■ **What is being asked**
Carry on the Asish Banerjee biography below, picking up right after its last sentence.

■ **Selection**
***
Member of the West Bengal Legislative Assembly
- In office 2001 – 7 May 2026
- Preceded by: Mahammad Hannan
- Succeeded by: Dhruba Saha
- Constituency: Rampurhat

Minister for Agriculture Government of West Bengal
- In office 2017–2021
- Governor: Keshari Nath Tripathi Jagdeep Dhankhar
- Chief Minister: Mamata Banerjee
- Preceded by: Purnendo Bose
- Succeeded by: Sovandeb Chatterjee

Minister of State for Ayurveda, Unani, Naturopathy, Siddha, Yoga and Homeopathy (Independent Charge) Government of West Bengal
- In office 2014–2015
- Governor: Keshari Nath Tripathi Jagdeep Dhankhar
- Chief Minister: Mamata Banerjee

Minister of Biotechnology, Statistics and Programme Monitoring, Government of West Bengal
- In office 2015–2016

Personal details
- Born: 3 November 1951 Rampurhat, Birbhum district, West Bengal, India
- Died: c. 16 August 2026 (aged 74) Rampurhat, Birbhum district, West Bengal, India
- Party: Trinamool Congress
- Parent: Asit Baran Banerjee (father);
- Education: BA, MA & PhD from University of Burdwan
- Occupation: Associate Professor at Rampurhat College, (until 2001)

= Asish Banerjee =

Indian politician (1951–2026)

Asish Banerjee (3 November 1951 – c. 16 August 2026) was an Indian politician who represented Trinamool Congress. He was the 13th deputy speaker of the assembly, as well as the minister in charge of the Department of Agriculture in the Government of West Bengal from 2017 to 2021. He was also M.L.A. of West Bengal Legislative Assembly, elected from Rampurhat (Vidhan Sabha constituency) five times (terms 2001, 2006, 2011, 2016, and 2021).

==Early life==
Asish Banerjee was born in Rampurhat Birbhum district in West Bengal. He completed his bachelor's and master's degrees from Burdwan University. He also completed his PhD at the same university. During this period he was elected General Secretary of University Students' Council.

==Career==
After completing his education at Burdwan University, Banerjee was an associate professor of Bengali at Rampurhat College under Burdwan University.
***
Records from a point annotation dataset
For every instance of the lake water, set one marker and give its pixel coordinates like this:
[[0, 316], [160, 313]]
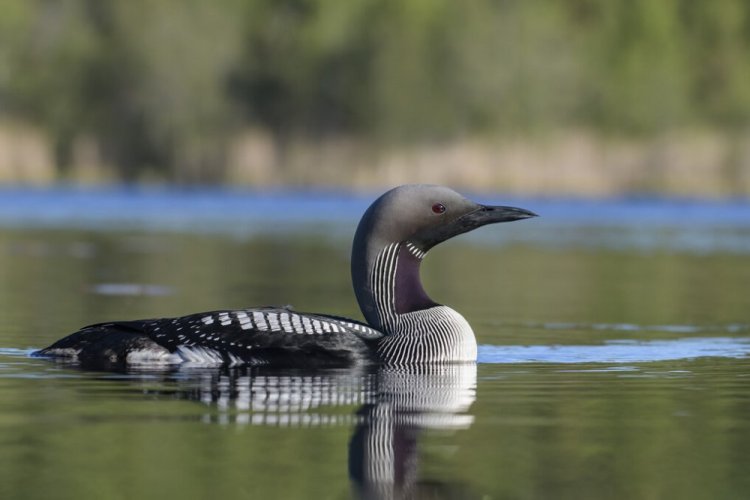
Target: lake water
[[614, 357]]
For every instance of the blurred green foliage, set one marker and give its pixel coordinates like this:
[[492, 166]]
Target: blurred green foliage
[[159, 83]]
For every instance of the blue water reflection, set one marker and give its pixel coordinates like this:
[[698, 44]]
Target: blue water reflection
[[645, 224]]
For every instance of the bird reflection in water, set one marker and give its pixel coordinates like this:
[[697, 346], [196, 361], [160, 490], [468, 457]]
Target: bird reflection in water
[[395, 404]]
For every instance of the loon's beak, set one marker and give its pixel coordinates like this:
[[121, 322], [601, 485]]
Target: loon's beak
[[480, 216], [492, 214]]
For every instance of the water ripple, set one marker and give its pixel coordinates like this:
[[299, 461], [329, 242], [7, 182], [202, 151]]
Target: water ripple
[[620, 351]]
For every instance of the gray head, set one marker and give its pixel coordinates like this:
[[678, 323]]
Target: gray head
[[420, 216]]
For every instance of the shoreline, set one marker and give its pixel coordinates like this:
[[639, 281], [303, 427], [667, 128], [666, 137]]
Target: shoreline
[[694, 163]]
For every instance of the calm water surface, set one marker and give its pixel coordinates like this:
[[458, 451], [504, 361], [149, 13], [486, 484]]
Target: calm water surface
[[614, 353]]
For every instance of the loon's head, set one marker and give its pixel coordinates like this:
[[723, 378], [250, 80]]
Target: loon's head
[[417, 217], [425, 215]]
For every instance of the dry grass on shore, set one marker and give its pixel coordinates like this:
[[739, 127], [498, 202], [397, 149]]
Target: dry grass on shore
[[687, 163]]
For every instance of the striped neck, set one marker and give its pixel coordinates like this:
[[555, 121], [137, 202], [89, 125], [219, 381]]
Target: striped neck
[[393, 286]]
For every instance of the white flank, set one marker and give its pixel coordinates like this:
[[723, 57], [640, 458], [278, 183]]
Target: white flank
[[199, 355]]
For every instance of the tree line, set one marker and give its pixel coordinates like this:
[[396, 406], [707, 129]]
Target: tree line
[[161, 84]]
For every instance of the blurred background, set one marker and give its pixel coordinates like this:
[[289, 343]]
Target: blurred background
[[575, 97]]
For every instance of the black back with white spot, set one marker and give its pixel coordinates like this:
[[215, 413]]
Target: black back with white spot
[[258, 336]]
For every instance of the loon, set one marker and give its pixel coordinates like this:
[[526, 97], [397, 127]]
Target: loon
[[403, 324]]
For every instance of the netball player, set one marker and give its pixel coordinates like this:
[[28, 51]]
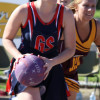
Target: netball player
[[87, 32], [41, 23]]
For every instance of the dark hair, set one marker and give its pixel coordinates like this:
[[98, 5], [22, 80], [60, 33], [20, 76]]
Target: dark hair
[[32, 0]]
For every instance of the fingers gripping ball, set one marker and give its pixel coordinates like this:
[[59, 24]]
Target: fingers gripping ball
[[29, 71]]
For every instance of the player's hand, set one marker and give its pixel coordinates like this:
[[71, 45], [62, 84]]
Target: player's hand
[[48, 65], [19, 57]]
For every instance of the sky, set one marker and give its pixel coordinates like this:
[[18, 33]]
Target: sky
[[15, 1]]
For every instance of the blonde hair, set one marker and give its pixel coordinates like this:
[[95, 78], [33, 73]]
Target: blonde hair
[[73, 4]]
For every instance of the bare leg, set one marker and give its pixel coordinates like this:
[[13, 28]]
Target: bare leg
[[73, 95], [29, 94]]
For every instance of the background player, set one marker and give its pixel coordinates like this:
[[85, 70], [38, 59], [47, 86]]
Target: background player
[[87, 31], [41, 24]]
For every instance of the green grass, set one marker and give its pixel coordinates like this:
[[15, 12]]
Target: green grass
[[97, 14], [2, 82]]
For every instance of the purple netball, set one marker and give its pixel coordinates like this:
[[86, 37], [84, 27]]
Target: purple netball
[[29, 71]]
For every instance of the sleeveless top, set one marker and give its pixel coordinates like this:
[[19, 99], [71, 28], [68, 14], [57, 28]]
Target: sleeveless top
[[82, 49], [41, 38]]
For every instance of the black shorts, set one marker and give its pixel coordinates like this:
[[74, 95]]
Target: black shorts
[[55, 85]]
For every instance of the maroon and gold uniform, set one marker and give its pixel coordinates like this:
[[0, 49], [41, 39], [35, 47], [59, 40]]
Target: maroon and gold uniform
[[82, 49]]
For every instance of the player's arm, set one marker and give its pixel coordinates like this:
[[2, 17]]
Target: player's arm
[[17, 18], [97, 39], [69, 37]]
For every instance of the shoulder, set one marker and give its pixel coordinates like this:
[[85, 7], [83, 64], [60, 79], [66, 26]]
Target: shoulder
[[98, 25], [97, 40], [67, 12], [68, 16], [22, 9]]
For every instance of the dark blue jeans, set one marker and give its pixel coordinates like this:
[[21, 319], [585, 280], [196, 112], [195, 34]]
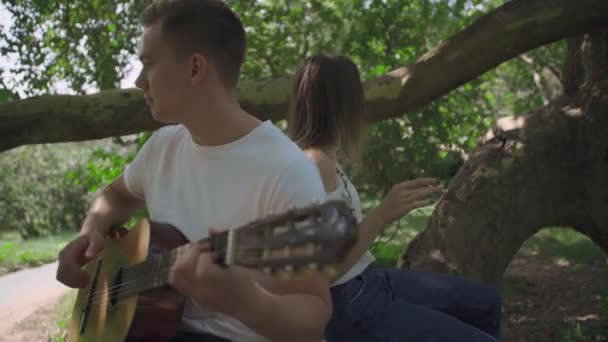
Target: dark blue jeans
[[383, 304]]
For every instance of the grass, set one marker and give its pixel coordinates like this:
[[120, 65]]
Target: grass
[[564, 243], [16, 253], [63, 311]]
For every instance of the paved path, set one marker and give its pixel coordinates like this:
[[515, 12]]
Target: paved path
[[25, 291]]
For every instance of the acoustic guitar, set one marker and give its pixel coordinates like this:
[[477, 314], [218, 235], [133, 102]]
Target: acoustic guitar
[[129, 298]]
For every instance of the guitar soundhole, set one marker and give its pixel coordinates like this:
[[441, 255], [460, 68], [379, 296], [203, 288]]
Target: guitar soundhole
[[116, 285]]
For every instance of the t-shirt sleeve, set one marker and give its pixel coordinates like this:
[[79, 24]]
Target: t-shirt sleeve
[[134, 173], [298, 185]]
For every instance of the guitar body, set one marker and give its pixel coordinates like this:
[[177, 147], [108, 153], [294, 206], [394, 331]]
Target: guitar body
[[129, 299], [150, 316]]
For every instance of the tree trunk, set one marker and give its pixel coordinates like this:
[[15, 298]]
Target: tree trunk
[[552, 170], [514, 28]]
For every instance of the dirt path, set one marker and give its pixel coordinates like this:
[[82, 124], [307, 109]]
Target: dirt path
[[23, 293], [541, 299], [544, 300]]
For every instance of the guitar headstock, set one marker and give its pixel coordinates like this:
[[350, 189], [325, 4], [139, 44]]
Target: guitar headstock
[[300, 240]]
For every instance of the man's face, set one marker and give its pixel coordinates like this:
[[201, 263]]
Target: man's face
[[165, 80]]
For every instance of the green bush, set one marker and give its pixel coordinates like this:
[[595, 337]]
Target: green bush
[[34, 197]]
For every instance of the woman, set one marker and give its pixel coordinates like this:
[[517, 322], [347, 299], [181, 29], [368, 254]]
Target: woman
[[373, 303]]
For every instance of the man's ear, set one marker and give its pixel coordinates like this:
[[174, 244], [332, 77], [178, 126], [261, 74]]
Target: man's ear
[[198, 66]]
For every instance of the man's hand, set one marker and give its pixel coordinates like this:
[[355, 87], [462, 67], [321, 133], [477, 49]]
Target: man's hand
[[226, 290], [75, 254]]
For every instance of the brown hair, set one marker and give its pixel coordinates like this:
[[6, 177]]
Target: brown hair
[[326, 108], [206, 26]]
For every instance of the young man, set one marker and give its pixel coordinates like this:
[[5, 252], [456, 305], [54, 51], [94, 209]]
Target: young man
[[218, 167]]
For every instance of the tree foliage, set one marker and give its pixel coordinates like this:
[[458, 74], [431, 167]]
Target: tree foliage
[[91, 44]]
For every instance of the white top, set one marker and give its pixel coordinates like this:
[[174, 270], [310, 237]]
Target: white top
[[195, 187], [346, 191]]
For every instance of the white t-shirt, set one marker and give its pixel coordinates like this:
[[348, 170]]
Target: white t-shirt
[[195, 187], [347, 192]]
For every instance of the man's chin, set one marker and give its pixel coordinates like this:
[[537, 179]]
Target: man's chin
[[160, 118]]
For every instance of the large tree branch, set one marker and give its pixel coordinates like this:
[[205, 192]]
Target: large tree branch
[[510, 30]]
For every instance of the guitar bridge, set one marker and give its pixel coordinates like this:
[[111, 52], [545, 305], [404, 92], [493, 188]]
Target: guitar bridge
[[116, 285], [91, 295]]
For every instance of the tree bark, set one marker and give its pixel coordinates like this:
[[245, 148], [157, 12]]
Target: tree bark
[[552, 170], [500, 35]]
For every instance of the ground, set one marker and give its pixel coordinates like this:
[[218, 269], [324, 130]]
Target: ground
[[547, 301], [543, 301]]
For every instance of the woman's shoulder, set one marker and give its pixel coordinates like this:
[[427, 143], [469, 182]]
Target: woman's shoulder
[[327, 167]]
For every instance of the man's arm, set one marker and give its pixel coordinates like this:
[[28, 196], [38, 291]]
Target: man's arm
[[113, 206], [289, 310], [281, 310]]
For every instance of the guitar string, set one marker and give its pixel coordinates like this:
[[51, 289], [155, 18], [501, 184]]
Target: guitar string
[[126, 288], [136, 282], [172, 254]]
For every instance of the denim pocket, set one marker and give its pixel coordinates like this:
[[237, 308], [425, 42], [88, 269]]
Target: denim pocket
[[356, 288]]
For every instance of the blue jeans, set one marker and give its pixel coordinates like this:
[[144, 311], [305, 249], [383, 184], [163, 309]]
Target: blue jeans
[[383, 304]]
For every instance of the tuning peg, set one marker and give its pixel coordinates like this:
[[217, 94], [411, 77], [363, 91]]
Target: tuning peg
[[330, 271], [310, 269]]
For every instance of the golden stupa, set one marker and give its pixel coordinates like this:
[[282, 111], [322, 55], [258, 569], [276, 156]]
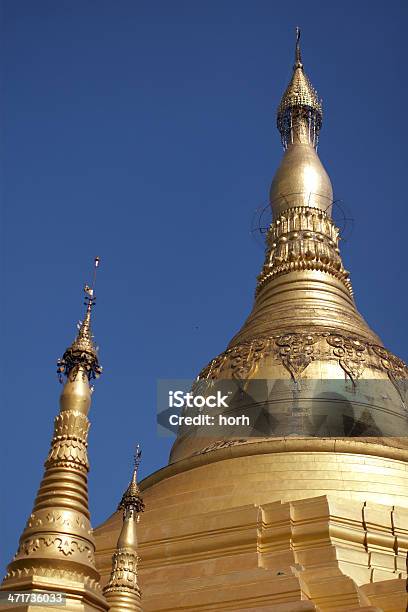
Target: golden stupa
[[313, 515]]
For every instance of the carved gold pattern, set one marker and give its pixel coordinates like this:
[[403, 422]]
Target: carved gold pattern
[[303, 239]]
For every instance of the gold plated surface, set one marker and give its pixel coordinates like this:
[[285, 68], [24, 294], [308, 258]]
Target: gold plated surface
[[304, 324]]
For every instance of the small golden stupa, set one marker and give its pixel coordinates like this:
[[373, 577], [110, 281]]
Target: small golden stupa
[[311, 516]]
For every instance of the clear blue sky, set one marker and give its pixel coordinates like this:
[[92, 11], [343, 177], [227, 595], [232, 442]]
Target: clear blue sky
[[144, 132]]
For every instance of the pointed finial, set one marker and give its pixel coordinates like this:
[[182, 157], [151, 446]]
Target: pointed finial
[[298, 56], [83, 352], [300, 110], [132, 498]]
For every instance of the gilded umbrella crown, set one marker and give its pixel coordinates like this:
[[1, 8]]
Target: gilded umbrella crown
[[132, 497], [299, 102], [83, 352]]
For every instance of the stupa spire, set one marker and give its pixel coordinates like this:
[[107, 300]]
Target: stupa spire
[[56, 550], [300, 110], [83, 351], [122, 591]]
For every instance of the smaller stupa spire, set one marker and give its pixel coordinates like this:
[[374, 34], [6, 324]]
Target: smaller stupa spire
[[131, 499], [298, 55], [122, 592], [83, 352]]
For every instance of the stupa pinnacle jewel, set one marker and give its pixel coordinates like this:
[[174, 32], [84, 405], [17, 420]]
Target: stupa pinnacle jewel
[[304, 324], [311, 517]]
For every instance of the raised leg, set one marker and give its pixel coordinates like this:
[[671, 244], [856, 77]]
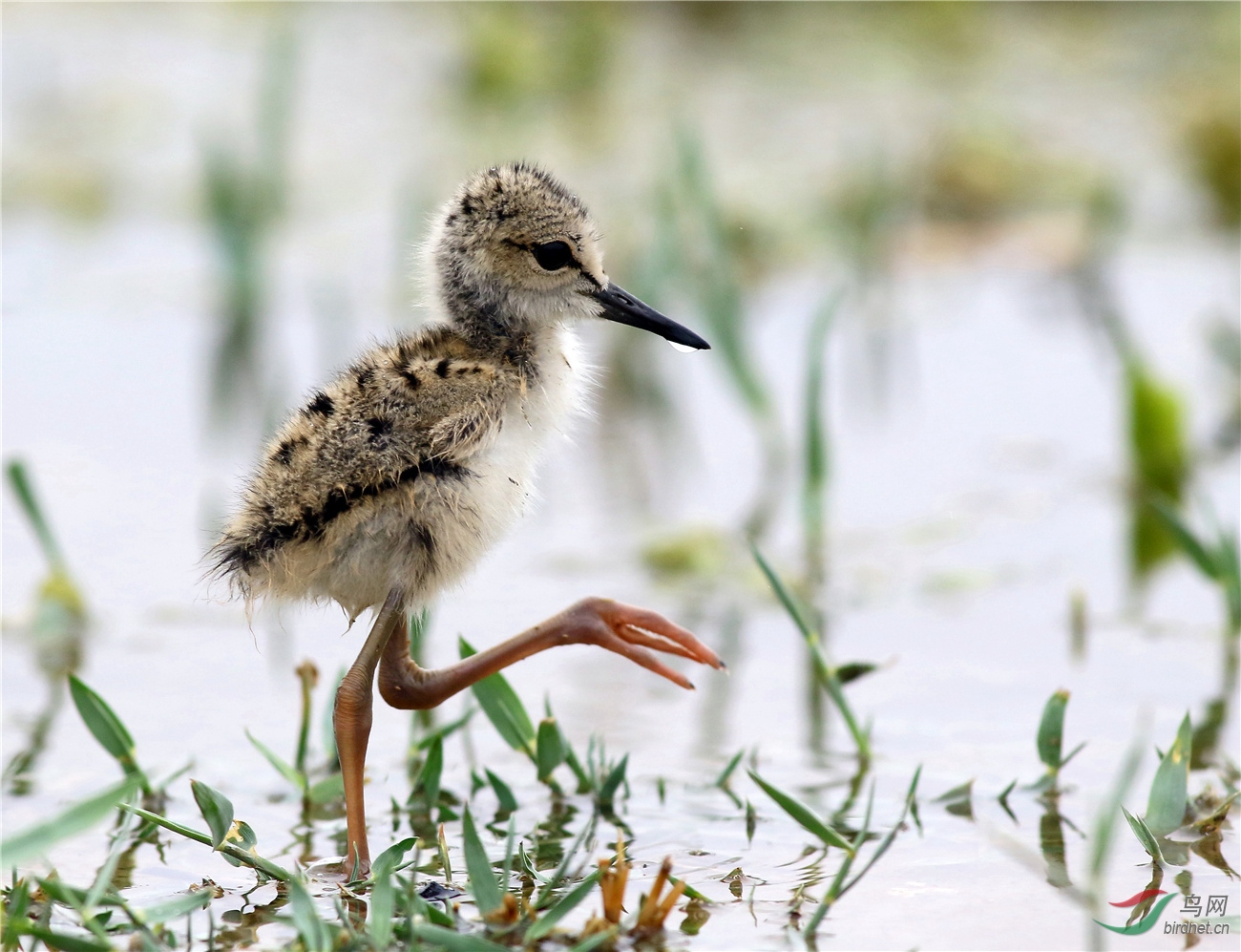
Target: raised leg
[[351, 720], [620, 628]]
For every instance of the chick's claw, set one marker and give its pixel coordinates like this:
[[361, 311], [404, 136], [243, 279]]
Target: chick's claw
[[629, 632]]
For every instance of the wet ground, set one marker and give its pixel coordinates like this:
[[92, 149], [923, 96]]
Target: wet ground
[[962, 521]]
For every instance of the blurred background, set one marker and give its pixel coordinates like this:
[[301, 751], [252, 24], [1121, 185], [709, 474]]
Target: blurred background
[[971, 274]]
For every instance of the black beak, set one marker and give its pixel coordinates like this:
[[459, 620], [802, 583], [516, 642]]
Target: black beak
[[624, 308]]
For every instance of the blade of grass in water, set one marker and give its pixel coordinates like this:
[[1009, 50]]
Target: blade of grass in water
[[430, 776], [550, 753], [1169, 790], [884, 844], [314, 931], [815, 451], [40, 838], [561, 907], [19, 481], [820, 663], [243, 857], [107, 728], [296, 778], [482, 877], [216, 810], [1145, 835], [720, 299], [803, 814]]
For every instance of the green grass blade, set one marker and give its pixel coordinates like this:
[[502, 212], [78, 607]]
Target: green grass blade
***
■ **Response to this exercise**
=== MLA of Rampurhat ===
Banerjee was elected as M.L.A. from Rampurhat (Vidhan Sabha constituency) in 2001 and subsequently re-elected from same constituency in 2006, 2011 and 2016. Banerjee was first time sworn in as a minister of state under Chief Minister Mamata Banerjee in 2014 and allotted the independent charge of Department of Ayurveda, Yoga and Naturopathy, Unani, Siddha and Homoeopathy. The next year he was nominated for minister in charge for Department of Biotechnology, Department of Statistics and Programme implementation, Planning.

In 2017, he took charge as the agriculture minister of West Bengal Government in Mamata Banerjee ministry (2016–2021) from his predecessor Purnendo Bose.

==Death==
On 16 August 2026, Banerjee was found hanging inside a Trinamool Congress party office, with an apparent suicide note found alongside his body.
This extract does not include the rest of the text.